• WRITTEN TASKS:
1 - Do these statements agree with the forum thread on the IndexError? Answer yes or no for each, quoting the words of the thread that decide it. (a) The final line of the original program saves the Excel spreadsheet. (b) Steven D'Aprano offers three methods for dealing with the problem. (c) The error the program reports is a KeyError.
2 - In the forum thread on the IndexError, what loop does Steven D'Aprano suggest if all you want to do is skip row 0?
3 - Reproduce the forum thread on the IndexError from "which probably means" up to and including "a little bit...".

>> Start DOCUMENT PASSAGE

Pre-defining an action to take when an expected error occurs

T

Tempo

Hello. I am getting the error that is displayed below, and I know
exactly why it occurs. I posted some of my program's code below, and if
you look at it you will see that the error terminates the program
pre-maturely. Becasue of this pre-mature termination, the program is
not able to execute it's final line of code, which is a very important
line. The last line saves the Excel spreadsheet. So is there a way to
make sure the last line executes? Thanks in advanced for all of the
help. Thank you.


Error
####

IndexError: list index out of range


Code Sample
###########

for rx in range(sh.nrows):
rx = rx +1
u = sh.cell_value(rx, 0)
u = str(u)
if u != end:
page = urllib2.urlopen(u)
soup = BeautifulSoup(page)
p = soup.findAll('span', "sale")
p = str(p)
p2 = re.findall('\$\d+\.\d\d', p)
for row in p2:
ws.write(r,0,row)

w.save('price_list.xls')
 
S

Steven D'Aprano

Hello. I am getting the error that is displayed below, and I know
exactly why it occurs. I posted some of my program's code below, and if
you look at it you will see that the error terminates the program
pre-maturely. Becasue of this pre-mature termination, the program is
not able to execute it's final line of code, which is a very important
line. The last line saves the Excel spreadsheet. So is there a way to
make sure the last line executes?

Two methods:

(1) Fix the bug so the program no longer terminates early. You are getting
an IndexError "list index out of range", so fix the program so it no
longer tries to access beyond the end of the list.

I'm guessing that your error is right at the beginning of the loop. You
say:

for rx in range(sh.nrows):
rx = rx +1

Why are you adding one to the loop variable? That's equivalent to:

for rx in range(1, sh.nrows + 1)

which probably means it skips row 0 and tries to access one row past the
end of sh. If all you want to do is skip row 0, do this instead:

for rx in range(1, sh.nrows)


(2) Stick a band-aid over the error with a try...except block, and hope
you aren't covering up other errors as well. While we're at it, let's
refactor the code a little bit...

# untested
def write_row(rx, sh, end, ws):
u = str(sh.cell_value(rx, 0))
if u != end:
soup = BeautifulSoup(urllib2.urlopen(u))
p = str(soup.findAll('span', "sale"))
for row in re.findall('\$\d+\.\d\d', p):
ws.write(r,0,row) # what's r? did you mean rx?


Now call this:

for rx in range(sh.nrows):
rx += 1 # but see my comments above...
try:
write_row(rx, sh, end, ws)
except IndexError:
pass
w.save('price_list.xls')
 
G

Gabriel Genellina

Hello. I am getting the error that is displayed below, and I know
exactly why it occurs. I posted some of my program's code below, and if
you look at it you will see that the error terminates the program
pre-maturely. Becasue of this pre-mature termination, the program is
not able to execute it's final line of code, which is a very important
line. The last line saves the Excel spreadsheet. So is there a way to
make sure the last line executes? Thanks in advanced for all of the
help. Thank you.

>> End DOCUMENT PASSAGE
>> Start RECORDED DATA

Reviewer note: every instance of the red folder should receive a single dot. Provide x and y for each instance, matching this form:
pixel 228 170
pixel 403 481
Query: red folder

>> End RECORDED DATA
>> Start RECORDED DATA

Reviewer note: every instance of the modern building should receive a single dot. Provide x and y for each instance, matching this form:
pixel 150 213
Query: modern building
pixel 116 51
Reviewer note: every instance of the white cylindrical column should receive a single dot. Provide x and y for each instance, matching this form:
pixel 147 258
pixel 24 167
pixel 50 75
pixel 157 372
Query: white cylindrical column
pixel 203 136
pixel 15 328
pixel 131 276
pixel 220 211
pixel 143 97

>> End RECORDED DATA

• ANSWER LIST:
1 -
(a) Yes: "The last line saves the Excel spreadsheet."
(b) No: "Two methods:"
(c) No: "IndexError: list index out of range"

2 - for rx in range(1, sh.nrows)

3 -
which probably means it skips row 0 and tries to access one row past the
end of sh. If all you want to do is skip row 0, do this instead:

for rx in range(1, sh.nrows)


(2) Stick a band-aid over the error with a try...except block, and hope
you aren't covering up other errors as well. While we're at it, let's
refactor the code a little bit...